■ **Problems to work on**:
(a) In the article on UK air traffic control charges, do each of these statements agree with the text? Answer yes or no for each and quote the words that decide it.
(i) The cost of each regulated activity towards NATS rises from GBP 47 to GBP 64.
(ii) Some observers had expected the charges to go down.
(iii) The NATS outage lasted several days.
(b) Answer these questions from different parts of the article on UK air traffic control charges:
(i) Who wrote it, and on what date?
(ii) Which body says discussions about the price increases have been going on for months?
(iii) Which two airline groups are named as reacting to the increase?
(c) Write what comes next in the article on UK air traffic control charges, starting after its final sentence.

■ **Passage shown**:
┄┄┄┄┄┄┄┄┄┄┄┄┄┄┄┄┄┄┄┄

“Rewarding Failure?” Airlines React to UK Air Traffic Control Costs

By Spyros Georgilidakis | October 30, 2023

Multiple airline groups have criticized an increase in charges for NATS, the organization responsible for air traffic control in the UK.

Ordinarily, a dispute about ATC costs would seem like only a small detail, in an industry undergoing substantial post-pandemic changes. But in the case of the UK, the prospect of a rise in charges towards the country’s air traffic control service seems… provocative, to some. Or untimely.

Airlines React to Rising UK Air Traffic Control Costs
Photo: Francais a Londres

The British Civil Aviation Authority (CAA) says that discussions for these price increases have been ongoing for months. The cost of each regulated activity (i.e. flight) towards NATS will go from GBP 47 ($57) to GBP 64 ($78).

On average, the average cost increase will amount to approximately 43 pence, or about $0.52. One reason for the criticism the UK regulator is getting for these ATC charge increases is that some observers expected a reduction in charges instead. Such a reduction would have brought them closer to pre-pandemic levels.

Airlines React to Rising UK Air Traffic Control Costs
An A319, that EasyJet has fewer and fewer of today. Photo: Viktor Forgacs

UK Air Traffic Control Costs, and a Frustrating Outage

But the main reason why different airline groups, including Airlines UK and Airlines for Europe, are reacting, involves an ATC outage that affected NATS last summer. It only lasted a few hours, on the 28th of August.

┄┄┄┄┄┄┄┄┄┄┄┄┄┄┄┄┄┄┄┄

[Stored items]

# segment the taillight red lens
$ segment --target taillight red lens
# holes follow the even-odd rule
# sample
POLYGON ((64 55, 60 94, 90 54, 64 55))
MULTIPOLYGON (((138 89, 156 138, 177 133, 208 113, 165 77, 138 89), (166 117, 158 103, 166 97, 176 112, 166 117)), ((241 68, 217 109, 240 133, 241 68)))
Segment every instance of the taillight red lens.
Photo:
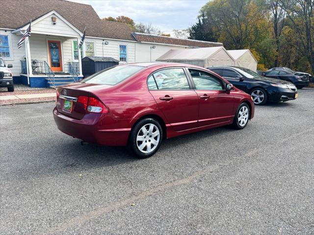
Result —
POLYGON ((106 114, 108 112, 108 109, 104 104, 100 100, 93 97, 90 97, 88 98, 87 111, 91 113, 101 114, 106 114))
POLYGON ((78 97, 78 102, 81 103, 84 105, 84 109, 86 110, 87 108, 87 103, 88 102, 88 97, 85 95, 79 95, 78 97))

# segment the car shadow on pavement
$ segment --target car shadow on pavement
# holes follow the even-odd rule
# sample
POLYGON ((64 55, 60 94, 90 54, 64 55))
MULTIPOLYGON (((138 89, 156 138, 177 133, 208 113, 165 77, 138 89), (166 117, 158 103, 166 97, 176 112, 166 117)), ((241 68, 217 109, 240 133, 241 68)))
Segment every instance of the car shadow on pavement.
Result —
MULTIPOLYGON (((175 151, 176 148, 180 148, 181 146, 212 136, 223 135, 230 131, 233 131, 230 127, 223 126, 165 140, 158 151, 152 158, 157 159, 158 155, 162 157, 164 151, 175 151)), ((125 147, 110 147, 92 143, 81 145, 78 140, 70 140, 70 141, 63 141, 58 144, 59 147, 66 150, 59 156, 58 161, 61 161, 64 167, 68 170, 72 167, 78 169, 78 168, 109 167, 143 161, 131 155, 125 147)))

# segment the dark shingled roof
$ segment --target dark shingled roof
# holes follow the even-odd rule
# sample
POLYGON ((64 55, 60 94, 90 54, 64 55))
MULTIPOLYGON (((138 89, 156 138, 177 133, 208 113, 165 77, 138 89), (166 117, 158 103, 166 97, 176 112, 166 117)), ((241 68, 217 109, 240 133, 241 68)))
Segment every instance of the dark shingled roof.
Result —
POLYGON ((162 43, 181 45, 195 47, 211 47, 223 46, 221 43, 213 43, 204 41, 192 40, 191 39, 181 39, 179 38, 165 37, 164 36, 153 35, 145 33, 132 33, 132 34, 139 42, 152 43, 162 43))
POLYGON ((18 29, 55 10, 81 32, 86 26, 86 36, 138 41, 194 47, 223 46, 189 39, 132 33, 124 23, 102 21, 90 5, 65 0, 0 0, 0 28, 18 29))
POLYGON ((0 3, 0 28, 17 29, 54 10, 86 36, 135 41, 123 23, 102 21, 90 5, 63 0, 4 0, 0 3))

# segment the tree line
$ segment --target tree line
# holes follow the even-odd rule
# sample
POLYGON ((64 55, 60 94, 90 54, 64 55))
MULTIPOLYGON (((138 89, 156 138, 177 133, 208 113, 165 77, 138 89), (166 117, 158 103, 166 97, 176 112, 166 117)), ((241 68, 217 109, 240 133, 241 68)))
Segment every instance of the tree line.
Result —
POLYGON ((314 73, 313 0, 212 0, 188 38, 249 49, 258 69, 277 66, 314 73))
MULTIPOLYGON (((258 69, 285 66, 314 73, 314 0, 211 0, 195 24, 174 29, 180 38, 222 43, 227 49, 249 49, 258 69)), ((170 36, 151 24, 126 16, 104 18, 134 32, 170 36)))

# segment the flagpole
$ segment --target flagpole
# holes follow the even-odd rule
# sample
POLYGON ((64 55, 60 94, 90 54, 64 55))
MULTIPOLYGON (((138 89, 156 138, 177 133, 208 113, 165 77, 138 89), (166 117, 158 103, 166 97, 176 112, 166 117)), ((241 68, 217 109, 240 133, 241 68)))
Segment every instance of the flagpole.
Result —
POLYGON ((25 55, 26 56, 26 69, 27 72, 27 85, 29 85, 29 71, 28 70, 28 53, 27 53, 27 43, 28 40, 28 37, 27 37, 26 40, 27 40, 25 43, 25 55))

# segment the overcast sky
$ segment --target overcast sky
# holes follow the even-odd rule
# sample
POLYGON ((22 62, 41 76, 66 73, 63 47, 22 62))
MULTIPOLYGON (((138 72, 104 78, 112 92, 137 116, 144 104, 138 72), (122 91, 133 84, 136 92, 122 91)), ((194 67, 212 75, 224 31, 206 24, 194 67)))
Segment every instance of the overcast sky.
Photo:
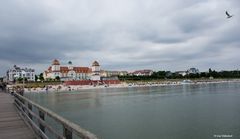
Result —
POLYGON ((14 64, 240 68, 239 0, 1 0, 0 75, 14 64), (234 14, 227 19, 225 11, 234 14))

┄┄┄┄┄┄┄┄┄┄┄┄┄┄┄┄┄┄┄┄

■ **Answers in order**:
(a)
(i) Yes: "The cost of each regulated activity (i.e. flight) towards NATS will go from GBP 47 ($57) to GBP 64 ($78)."
(ii) Yes: "some observers expected a reduction in charges instead."
(iii) No: "It only lasted a few hours, on the 28th of August."

(b)
(i) Spyros Georgilidakis, October 30, 2023.
(ii) The British Civil Aviation Authority (CAA).
(iii) Airlines UK and Airlines for Europe.

(c)
But the problem caused severe delays and thousands of cancellations for flights on that day and the next. IATA later suggested that the cost of repatriations, compensations, and repositioning of aircraft, set back the airlines by up to $126 million in total.

Photo: Niklas Jonasson

A few days ago, many of the same airline bosses and organizations called for a compensation scheme, in case of air traffic control disruptions, like the one NATS experienced in the UK. The argument goes that, if it is appropriate for regulators and consumer authorities to fine airlines for cancellations, shouldn’t ATC agencies get the same treatment?

The announcement for UK air traffic control cost increases came in the middle of this debate, as airlines asked for more details about the root causes of the summer’s outage. In a statement, Airlines for Europe stated that such a price increase “…is the very definition of rewarding failure”.

Photo: Rama Laksono

NATS executives have counterargued that ATC agencies must prioritize safety, hence the need for more funding. The CAA also clarified that the price increases were already being discussed before last August’s outage.